» **THE RECORDS**:
◇ ◇ ◇

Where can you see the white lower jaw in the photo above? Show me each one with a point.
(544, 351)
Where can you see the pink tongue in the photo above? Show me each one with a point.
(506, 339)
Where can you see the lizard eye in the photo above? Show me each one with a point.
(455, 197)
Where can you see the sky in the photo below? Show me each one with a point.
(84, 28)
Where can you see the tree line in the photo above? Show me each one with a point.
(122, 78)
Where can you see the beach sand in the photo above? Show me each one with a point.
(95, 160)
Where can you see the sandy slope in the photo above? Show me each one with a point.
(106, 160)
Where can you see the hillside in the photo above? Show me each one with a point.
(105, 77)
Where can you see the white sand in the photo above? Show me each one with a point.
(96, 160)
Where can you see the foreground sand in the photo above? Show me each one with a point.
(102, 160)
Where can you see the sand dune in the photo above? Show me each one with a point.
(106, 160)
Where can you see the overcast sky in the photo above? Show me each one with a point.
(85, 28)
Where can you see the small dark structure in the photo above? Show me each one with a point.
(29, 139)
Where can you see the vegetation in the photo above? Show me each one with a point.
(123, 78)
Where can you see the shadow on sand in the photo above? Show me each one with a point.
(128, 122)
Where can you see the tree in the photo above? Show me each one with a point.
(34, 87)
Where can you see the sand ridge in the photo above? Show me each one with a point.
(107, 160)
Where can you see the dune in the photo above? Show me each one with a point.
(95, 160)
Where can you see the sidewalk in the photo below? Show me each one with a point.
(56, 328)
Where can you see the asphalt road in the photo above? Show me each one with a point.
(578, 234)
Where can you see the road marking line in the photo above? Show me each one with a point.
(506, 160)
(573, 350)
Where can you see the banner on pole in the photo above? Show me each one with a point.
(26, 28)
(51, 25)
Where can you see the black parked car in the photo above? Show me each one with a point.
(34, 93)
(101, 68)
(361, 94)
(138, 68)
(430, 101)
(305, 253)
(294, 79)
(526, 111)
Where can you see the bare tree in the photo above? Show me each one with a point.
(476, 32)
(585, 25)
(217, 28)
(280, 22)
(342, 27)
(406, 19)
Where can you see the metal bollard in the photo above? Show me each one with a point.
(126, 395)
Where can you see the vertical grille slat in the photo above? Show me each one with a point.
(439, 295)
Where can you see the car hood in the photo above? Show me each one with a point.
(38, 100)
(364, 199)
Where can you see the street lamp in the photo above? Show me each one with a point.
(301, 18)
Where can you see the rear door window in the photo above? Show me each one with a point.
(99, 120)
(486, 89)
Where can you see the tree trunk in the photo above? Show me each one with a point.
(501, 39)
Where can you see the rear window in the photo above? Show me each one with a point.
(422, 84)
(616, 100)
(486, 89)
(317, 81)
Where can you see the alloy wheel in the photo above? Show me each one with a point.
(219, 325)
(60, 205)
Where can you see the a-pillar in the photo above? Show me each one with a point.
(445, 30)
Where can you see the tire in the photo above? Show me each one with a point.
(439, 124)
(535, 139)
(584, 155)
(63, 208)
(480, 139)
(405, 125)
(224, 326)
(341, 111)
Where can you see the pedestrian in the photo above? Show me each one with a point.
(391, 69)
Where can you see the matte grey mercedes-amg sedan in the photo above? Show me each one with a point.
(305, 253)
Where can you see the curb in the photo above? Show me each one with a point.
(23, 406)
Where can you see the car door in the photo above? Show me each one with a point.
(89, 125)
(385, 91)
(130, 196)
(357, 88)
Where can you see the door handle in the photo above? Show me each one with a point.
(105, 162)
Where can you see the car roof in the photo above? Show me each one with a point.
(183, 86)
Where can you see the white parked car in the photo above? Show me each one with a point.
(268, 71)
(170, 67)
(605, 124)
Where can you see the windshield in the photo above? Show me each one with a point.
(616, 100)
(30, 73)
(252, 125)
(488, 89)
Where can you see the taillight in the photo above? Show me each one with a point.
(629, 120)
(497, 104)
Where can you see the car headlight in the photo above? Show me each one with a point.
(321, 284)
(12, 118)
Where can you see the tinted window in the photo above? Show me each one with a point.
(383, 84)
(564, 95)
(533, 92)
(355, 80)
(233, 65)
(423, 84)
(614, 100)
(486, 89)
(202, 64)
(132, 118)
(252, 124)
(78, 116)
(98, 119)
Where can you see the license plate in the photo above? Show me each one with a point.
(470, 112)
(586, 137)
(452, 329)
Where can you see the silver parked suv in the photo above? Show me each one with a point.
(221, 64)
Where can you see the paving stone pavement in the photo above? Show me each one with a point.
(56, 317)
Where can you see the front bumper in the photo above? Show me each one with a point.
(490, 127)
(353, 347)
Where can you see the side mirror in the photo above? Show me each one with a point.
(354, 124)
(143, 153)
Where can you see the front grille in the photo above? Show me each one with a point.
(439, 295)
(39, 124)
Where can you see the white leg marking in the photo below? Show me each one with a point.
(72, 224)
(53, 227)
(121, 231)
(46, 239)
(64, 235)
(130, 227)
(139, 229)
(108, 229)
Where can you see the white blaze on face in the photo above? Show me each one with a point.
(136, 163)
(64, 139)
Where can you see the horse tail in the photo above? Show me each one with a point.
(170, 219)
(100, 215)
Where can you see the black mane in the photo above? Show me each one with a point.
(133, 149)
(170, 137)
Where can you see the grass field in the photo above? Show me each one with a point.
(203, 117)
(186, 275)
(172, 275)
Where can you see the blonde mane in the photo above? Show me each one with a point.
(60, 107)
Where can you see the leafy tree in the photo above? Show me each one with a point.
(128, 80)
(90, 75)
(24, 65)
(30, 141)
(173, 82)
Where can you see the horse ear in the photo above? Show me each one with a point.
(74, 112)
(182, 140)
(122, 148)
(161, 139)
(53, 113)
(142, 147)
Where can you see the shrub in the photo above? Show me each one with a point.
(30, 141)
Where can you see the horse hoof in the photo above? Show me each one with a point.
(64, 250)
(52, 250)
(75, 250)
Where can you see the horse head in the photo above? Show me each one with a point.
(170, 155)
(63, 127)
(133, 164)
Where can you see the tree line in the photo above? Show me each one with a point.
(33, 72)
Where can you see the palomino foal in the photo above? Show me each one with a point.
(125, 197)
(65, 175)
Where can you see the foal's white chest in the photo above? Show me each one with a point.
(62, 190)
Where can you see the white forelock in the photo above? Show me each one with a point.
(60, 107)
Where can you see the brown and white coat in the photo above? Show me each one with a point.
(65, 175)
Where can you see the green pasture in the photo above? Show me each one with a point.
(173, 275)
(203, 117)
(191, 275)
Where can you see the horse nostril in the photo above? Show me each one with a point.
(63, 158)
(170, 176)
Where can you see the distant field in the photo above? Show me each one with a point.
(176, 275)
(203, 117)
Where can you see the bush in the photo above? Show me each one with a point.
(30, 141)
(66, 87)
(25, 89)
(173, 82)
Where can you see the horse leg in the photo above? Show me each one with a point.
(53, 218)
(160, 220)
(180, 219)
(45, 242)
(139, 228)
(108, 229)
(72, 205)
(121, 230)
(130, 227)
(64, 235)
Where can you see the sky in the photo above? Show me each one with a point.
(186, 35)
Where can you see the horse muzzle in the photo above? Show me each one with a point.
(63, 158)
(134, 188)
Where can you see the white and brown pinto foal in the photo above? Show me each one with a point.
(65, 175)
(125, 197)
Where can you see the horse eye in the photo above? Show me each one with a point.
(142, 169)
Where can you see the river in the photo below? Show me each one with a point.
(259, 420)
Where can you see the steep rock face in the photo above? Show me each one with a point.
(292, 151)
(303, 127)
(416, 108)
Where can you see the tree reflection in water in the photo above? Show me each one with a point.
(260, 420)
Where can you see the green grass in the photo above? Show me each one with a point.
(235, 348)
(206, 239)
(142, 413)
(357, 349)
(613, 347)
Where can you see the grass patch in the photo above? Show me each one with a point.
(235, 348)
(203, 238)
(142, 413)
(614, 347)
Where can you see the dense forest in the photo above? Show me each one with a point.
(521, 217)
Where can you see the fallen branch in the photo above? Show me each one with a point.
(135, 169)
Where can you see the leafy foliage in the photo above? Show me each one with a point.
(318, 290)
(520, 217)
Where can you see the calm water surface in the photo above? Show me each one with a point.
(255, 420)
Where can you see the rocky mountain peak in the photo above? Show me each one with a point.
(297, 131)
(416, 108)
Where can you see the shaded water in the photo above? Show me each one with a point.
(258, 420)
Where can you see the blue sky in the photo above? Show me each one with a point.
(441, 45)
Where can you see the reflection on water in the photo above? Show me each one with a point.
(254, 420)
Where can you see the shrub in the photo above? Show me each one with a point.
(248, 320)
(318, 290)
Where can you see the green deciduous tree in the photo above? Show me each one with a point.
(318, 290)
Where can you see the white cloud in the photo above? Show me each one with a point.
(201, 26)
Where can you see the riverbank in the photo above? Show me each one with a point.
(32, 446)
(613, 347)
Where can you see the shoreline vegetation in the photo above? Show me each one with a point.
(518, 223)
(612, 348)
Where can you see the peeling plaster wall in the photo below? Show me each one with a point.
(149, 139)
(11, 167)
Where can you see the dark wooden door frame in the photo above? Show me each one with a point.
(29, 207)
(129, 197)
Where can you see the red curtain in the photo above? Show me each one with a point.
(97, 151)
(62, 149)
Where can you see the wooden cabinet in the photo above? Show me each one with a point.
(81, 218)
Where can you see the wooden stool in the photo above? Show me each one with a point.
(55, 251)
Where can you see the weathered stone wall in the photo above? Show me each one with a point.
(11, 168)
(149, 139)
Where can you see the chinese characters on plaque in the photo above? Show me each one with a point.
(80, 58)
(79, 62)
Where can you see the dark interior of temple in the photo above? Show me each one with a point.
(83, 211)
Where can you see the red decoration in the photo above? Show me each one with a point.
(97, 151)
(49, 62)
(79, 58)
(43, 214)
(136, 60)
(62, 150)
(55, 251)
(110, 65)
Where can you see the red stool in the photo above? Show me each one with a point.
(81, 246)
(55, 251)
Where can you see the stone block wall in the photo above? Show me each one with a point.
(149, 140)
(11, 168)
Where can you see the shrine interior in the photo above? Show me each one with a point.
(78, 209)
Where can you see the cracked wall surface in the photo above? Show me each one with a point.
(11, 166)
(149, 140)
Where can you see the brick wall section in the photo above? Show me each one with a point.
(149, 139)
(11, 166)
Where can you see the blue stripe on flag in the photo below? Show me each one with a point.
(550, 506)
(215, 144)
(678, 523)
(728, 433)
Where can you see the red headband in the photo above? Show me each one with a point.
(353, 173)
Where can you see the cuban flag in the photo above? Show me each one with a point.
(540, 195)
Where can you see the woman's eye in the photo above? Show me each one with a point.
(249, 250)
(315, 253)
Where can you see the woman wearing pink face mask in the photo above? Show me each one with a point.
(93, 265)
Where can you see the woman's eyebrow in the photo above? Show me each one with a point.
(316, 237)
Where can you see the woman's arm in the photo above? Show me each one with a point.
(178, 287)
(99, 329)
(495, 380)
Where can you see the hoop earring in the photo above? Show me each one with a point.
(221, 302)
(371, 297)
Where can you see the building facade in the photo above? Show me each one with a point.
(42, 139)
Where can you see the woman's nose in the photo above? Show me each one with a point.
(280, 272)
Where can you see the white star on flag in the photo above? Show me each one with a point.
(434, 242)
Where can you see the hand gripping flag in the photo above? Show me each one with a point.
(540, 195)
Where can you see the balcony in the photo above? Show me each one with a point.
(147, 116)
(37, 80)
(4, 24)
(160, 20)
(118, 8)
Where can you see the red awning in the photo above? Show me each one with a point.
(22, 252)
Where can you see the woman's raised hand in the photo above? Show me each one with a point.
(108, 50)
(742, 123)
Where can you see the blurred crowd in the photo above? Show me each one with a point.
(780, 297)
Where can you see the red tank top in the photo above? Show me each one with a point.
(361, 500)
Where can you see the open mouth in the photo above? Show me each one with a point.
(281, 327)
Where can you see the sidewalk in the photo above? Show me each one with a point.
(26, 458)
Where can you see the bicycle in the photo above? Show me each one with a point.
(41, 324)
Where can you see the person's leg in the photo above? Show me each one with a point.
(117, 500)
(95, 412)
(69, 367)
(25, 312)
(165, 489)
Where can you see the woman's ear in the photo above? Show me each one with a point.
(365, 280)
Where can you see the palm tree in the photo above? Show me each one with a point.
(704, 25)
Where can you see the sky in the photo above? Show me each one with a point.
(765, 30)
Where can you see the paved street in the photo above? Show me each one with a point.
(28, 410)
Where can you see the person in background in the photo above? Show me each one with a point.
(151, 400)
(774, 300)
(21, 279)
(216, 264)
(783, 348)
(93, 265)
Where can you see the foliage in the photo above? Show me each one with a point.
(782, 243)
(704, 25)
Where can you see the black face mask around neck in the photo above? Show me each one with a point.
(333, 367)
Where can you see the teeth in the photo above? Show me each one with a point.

◇ ◇ ◇

» **EXERCISE BRIEF**: Starting with the line that contains "Where can you see the woman's nose", write out each line through the end of the listing, exactly as it appears, and include nothing else.

» **TASK RESPONSE**:
Where can you see the woman's nose in the photo above? Show me each one with a point.
(280, 272)
Where can you see the white star on flag in the photo above? Show me each one with a point.
(434, 242)
Where can you see the hand gripping flag in the photo above? Show me each one with a point.
(540, 195)
Where can you see the balcony in the photo above? Show me each one with a point.
(147, 116)
(37, 80)
(4, 24)
(160, 20)
(118, 8)
Where can you see the red awning in the photo above? Show me each one with a point.
(22, 252)
Where can you see the woman's raised hand in the photo above? Show me each one with a point.
(108, 50)
(742, 123)
Where can you see the blurred crowd in the photo above? Show me each one with a point.
(780, 297)
Where can you see the red tank top in the photo above? Show me each one with a point.
(361, 500)
Where can you see the open mouth in the photo above? Show me each one with a point.
(281, 327)
Where can you see the sidewalk in the photo above? Show me each one with a point.
(26, 458)
Where can you see the bicycle in the photo above? Show me each one with a point.
(41, 324)
Where can you see the person's leg in the photo above? Show me each one with a point.
(117, 500)
(95, 412)
(69, 367)
(25, 312)
(165, 489)
Where can you see the woman's ear in the photo above? Show me each one with a point.
(365, 280)
Where can you see the palm tree in the photo above? Show me each one with a point.
(704, 25)
Where can you see the sky in the photo above? Show me each one with a point.
(765, 30)
Where can you see the paved street in the photo above? Show me each one with a point.
(28, 410)
Where can you see the person in background in the photo above? Show me each one with a point.
(151, 400)
(774, 300)
(21, 279)
(216, 264)
(783, 348)
(93, 265)
Where can you see the foliage in the photo above? Show me each one with a point.
(782, 243)
(704, 25)
Where can you see the black face mask around neck in the photo above? Show me each one with a point.
(333, 367)
Where can you see the teeth in the photo above? Show me each one with a point.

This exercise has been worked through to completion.